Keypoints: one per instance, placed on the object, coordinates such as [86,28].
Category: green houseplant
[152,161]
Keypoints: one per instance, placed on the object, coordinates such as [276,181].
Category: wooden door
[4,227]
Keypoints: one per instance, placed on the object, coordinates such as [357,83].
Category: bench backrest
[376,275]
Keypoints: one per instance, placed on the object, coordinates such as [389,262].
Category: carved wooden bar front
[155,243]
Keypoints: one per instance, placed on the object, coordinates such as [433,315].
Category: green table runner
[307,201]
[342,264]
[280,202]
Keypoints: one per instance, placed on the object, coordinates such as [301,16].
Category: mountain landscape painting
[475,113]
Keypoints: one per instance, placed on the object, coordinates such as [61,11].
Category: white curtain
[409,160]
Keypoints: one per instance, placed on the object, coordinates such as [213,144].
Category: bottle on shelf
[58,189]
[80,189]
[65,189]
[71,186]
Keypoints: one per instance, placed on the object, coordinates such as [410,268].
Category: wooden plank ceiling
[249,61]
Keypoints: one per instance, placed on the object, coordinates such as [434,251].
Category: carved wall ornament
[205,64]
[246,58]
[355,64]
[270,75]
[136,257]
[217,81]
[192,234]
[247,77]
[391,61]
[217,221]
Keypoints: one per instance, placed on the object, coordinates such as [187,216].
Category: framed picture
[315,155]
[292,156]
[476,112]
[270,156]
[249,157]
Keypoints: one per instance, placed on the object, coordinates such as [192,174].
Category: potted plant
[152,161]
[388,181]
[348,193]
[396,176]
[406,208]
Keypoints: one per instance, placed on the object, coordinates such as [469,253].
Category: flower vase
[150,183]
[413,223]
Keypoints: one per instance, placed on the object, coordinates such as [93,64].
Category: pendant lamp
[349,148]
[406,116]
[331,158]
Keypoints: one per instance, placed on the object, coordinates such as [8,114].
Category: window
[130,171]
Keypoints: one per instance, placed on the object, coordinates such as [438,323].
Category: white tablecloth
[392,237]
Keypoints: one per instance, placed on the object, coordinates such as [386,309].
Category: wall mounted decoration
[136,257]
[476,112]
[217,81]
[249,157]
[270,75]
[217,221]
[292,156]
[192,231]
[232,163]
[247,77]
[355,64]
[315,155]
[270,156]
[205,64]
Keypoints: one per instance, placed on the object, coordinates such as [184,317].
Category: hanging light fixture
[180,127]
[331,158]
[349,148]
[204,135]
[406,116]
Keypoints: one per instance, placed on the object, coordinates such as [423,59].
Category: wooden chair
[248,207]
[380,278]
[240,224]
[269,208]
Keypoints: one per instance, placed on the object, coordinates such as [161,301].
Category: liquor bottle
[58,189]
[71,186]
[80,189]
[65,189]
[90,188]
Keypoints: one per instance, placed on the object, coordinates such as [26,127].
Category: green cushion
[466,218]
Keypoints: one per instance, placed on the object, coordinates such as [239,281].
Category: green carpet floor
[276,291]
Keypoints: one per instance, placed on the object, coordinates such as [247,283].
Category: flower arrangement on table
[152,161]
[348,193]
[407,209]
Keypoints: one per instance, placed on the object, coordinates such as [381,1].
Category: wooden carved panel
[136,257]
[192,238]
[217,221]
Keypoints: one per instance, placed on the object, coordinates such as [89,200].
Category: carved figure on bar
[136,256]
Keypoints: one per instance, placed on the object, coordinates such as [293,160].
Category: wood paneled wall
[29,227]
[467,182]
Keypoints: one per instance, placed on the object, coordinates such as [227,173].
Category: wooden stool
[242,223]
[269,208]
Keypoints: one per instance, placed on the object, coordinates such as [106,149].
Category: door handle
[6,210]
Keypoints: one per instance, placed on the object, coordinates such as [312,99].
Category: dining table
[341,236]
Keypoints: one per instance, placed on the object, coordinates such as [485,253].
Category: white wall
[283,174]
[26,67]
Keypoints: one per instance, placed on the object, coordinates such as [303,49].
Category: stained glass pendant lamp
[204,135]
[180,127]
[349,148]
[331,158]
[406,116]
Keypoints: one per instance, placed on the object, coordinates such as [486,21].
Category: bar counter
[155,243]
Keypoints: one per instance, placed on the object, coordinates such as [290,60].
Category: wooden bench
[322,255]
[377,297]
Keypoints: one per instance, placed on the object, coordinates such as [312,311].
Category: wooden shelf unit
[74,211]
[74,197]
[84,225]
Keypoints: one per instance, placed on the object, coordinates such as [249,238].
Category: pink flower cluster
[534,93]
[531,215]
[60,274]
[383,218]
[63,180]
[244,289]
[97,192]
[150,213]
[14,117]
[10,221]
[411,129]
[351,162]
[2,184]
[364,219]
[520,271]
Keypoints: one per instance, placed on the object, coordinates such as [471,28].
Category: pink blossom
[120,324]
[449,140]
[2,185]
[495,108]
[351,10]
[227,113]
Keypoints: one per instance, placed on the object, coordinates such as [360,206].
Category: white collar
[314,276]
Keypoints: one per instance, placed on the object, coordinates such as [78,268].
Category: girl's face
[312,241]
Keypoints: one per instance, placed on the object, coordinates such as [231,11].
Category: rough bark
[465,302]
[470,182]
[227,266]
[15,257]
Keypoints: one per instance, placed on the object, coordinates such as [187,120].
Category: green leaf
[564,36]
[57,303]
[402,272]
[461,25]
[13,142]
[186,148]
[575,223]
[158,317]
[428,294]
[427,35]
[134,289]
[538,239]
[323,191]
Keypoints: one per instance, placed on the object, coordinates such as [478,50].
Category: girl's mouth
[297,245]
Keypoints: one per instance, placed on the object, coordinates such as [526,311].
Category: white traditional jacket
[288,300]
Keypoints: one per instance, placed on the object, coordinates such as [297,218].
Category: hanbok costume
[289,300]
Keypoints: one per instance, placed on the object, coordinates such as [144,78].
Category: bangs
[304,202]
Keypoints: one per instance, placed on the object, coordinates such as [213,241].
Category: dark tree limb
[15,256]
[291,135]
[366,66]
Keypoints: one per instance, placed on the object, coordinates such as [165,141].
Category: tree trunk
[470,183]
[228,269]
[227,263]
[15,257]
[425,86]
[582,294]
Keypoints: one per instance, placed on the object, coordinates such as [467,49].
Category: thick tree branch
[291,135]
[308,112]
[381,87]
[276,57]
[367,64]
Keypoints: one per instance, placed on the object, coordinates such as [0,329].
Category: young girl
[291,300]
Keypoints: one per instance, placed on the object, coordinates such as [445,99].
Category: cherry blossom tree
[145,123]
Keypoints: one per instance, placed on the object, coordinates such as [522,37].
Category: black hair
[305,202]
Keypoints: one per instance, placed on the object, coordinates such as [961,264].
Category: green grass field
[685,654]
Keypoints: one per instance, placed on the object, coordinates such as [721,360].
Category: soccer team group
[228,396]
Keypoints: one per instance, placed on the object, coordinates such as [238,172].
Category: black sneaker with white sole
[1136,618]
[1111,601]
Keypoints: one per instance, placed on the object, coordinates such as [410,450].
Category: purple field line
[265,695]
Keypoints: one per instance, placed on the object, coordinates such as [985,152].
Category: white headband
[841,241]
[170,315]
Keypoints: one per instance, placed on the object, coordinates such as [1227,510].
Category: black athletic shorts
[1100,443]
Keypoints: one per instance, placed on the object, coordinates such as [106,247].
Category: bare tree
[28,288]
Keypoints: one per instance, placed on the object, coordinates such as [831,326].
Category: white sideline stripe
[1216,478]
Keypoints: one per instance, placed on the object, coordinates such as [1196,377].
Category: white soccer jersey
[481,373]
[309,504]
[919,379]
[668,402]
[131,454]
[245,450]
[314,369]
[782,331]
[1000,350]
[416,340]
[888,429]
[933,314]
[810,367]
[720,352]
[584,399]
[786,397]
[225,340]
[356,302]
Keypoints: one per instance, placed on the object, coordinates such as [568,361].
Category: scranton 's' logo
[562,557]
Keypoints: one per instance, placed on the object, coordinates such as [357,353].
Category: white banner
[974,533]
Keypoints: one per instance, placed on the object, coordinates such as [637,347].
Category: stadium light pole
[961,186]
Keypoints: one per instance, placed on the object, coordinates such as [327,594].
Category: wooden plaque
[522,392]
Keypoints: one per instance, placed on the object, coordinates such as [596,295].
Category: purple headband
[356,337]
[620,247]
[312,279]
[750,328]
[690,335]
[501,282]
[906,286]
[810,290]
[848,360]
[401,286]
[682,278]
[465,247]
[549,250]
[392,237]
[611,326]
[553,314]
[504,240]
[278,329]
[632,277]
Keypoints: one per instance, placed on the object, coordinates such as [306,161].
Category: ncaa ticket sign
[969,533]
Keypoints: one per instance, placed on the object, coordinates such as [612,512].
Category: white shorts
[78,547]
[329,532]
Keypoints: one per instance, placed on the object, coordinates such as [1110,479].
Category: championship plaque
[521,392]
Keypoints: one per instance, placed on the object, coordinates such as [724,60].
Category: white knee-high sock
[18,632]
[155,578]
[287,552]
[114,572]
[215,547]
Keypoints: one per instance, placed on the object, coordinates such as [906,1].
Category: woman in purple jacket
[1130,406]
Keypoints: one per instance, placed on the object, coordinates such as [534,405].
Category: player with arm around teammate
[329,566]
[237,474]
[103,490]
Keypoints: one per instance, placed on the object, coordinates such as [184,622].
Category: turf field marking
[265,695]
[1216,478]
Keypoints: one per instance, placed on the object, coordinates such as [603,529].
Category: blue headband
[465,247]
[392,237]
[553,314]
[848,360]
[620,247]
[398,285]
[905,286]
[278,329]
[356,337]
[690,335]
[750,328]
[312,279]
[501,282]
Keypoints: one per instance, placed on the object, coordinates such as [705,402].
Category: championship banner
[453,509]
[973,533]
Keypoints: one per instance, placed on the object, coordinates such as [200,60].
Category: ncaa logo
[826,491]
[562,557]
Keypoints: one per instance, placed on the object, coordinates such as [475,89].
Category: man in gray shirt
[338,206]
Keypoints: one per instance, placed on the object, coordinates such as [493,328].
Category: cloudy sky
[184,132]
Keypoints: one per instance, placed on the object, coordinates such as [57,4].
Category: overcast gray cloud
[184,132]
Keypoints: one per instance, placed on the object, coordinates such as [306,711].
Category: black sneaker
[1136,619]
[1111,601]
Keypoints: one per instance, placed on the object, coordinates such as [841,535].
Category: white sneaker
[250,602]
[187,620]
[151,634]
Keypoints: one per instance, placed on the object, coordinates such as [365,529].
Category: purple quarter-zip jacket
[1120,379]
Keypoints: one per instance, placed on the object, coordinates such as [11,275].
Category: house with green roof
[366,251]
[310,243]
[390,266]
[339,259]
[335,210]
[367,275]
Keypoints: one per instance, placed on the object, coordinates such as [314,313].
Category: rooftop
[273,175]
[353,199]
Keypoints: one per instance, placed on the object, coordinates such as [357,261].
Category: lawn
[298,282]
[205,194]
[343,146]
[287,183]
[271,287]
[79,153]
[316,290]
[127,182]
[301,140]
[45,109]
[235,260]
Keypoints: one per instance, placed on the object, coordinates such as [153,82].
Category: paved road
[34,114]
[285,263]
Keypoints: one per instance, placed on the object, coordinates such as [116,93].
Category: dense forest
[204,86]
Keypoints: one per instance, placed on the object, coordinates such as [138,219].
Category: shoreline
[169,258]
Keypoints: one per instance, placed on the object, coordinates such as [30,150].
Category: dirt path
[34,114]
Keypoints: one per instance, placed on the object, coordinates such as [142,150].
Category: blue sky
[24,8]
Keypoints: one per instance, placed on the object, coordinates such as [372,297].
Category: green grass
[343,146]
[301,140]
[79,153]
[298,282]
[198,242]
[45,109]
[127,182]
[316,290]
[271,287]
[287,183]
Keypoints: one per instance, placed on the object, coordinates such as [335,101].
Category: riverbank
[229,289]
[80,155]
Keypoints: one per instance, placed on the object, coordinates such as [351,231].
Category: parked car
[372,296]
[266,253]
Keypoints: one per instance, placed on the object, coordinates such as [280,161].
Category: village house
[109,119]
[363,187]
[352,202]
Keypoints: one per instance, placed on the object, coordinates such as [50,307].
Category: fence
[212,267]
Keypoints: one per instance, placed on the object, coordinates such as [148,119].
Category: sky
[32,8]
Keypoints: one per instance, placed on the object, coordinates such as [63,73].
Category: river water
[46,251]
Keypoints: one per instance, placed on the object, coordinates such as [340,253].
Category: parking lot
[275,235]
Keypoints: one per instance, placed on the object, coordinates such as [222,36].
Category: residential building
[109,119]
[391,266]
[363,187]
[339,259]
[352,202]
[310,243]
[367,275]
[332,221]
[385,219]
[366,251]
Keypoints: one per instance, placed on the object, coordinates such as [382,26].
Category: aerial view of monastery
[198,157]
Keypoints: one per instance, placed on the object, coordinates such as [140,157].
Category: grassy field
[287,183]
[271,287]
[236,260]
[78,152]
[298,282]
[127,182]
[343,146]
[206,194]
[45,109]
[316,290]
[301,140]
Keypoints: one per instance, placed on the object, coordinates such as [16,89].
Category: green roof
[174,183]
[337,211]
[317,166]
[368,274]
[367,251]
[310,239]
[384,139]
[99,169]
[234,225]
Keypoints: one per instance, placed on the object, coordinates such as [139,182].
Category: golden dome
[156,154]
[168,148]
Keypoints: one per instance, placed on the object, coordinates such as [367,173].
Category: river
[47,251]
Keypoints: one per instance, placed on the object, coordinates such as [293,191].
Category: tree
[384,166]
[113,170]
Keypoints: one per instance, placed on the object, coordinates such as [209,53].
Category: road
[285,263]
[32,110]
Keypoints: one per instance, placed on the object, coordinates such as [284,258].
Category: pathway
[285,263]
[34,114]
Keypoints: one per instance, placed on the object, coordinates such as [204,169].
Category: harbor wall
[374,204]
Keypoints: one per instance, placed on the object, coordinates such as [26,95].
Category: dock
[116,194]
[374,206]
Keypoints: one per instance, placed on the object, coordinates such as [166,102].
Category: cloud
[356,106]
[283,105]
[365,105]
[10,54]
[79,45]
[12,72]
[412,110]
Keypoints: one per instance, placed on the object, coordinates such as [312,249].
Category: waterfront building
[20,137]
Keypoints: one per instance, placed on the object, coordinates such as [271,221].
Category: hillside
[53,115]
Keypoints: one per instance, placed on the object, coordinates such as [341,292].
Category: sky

# # # # #

### WORK REQUIRED
Starting at the line that contains "such as [140,157]." and ending at the final line of the rows above, lay out those lines as a numbered list, leaving out any blank lines.

### ANSWER TO THE PROBLEM
1. Keypoints: one per instance, placed on the object, coordinates such as [140,157].
2. Category: grassy field
3. [287,183]
4. [271,287]
5. [236,260]
6. [78,152]
7. [298,282]
8. [127,182]
9. [343,146]
10. [206,194]
11. [45,109]
12. [316,290]
13. [301,140]
14. Keypoints: one per instance, placed on the object, coordinates such as [16,89].
15. Category: green roof
16. [174,183]
17. [337,211]
18. [317,166]
19. [368,274]
20. [367,251]
21. [310,239]
22. [384,139]
23. [99,169]
24. [234,225]
25. Keypoints: one per instance, placed on the object, coordinates such as [139,182].
26. Category: golden dome
27. [156,154]
28. [168,148]
29. Keypoints: one per instance, placed on the object, coordinates such as [367,173].
30. Category: river
31. [47,251]
32. Keypoints: one per instance, placed on the object, coordinates such as [293,191].
33. Category: tree
34. [384,166]
35. [113,170]
36. Keypoints: one per instance, placed on the object, coordinates such as [209,53].
37. Category: road
38. [285,263]
39. [32,110]
40. Keypoints: one per instance, placed on the object, coordinates such as [284,258].
41. Category: pathway
42. [285,263]
43. [34,114]
44. Keypoints: one per instance, placed on the object, coordinates such as [204,169].
45. Category: harbor wall
46. [374,204]
47. Keypoints: one per instance, placed on the object, coordinates such as [26,95].
48. Category: dock
49. [116,194]
50. [374,206]
51. Keypoints: one per instance, placed on the object, coordinates such as [166,102].
52. Category: cloud
53. [356,106]
54. [283,105]
55. [365,105]
56. [10,54]
57. [79,45]
58. [12,72]
59. [412,110]
60. Keypoints: one per instance, placed on the object, coordinates such as [312,249].
61. Category: waterfront building
62. [20,137]
63. Keypoints: one per instance, placed on the object, coordinates such as [271,221].
64. Category: hillside
65. [53,115]
66. Keypoints: one per instance, placed on the object, coordinates such as [341,292].
67. Category: sky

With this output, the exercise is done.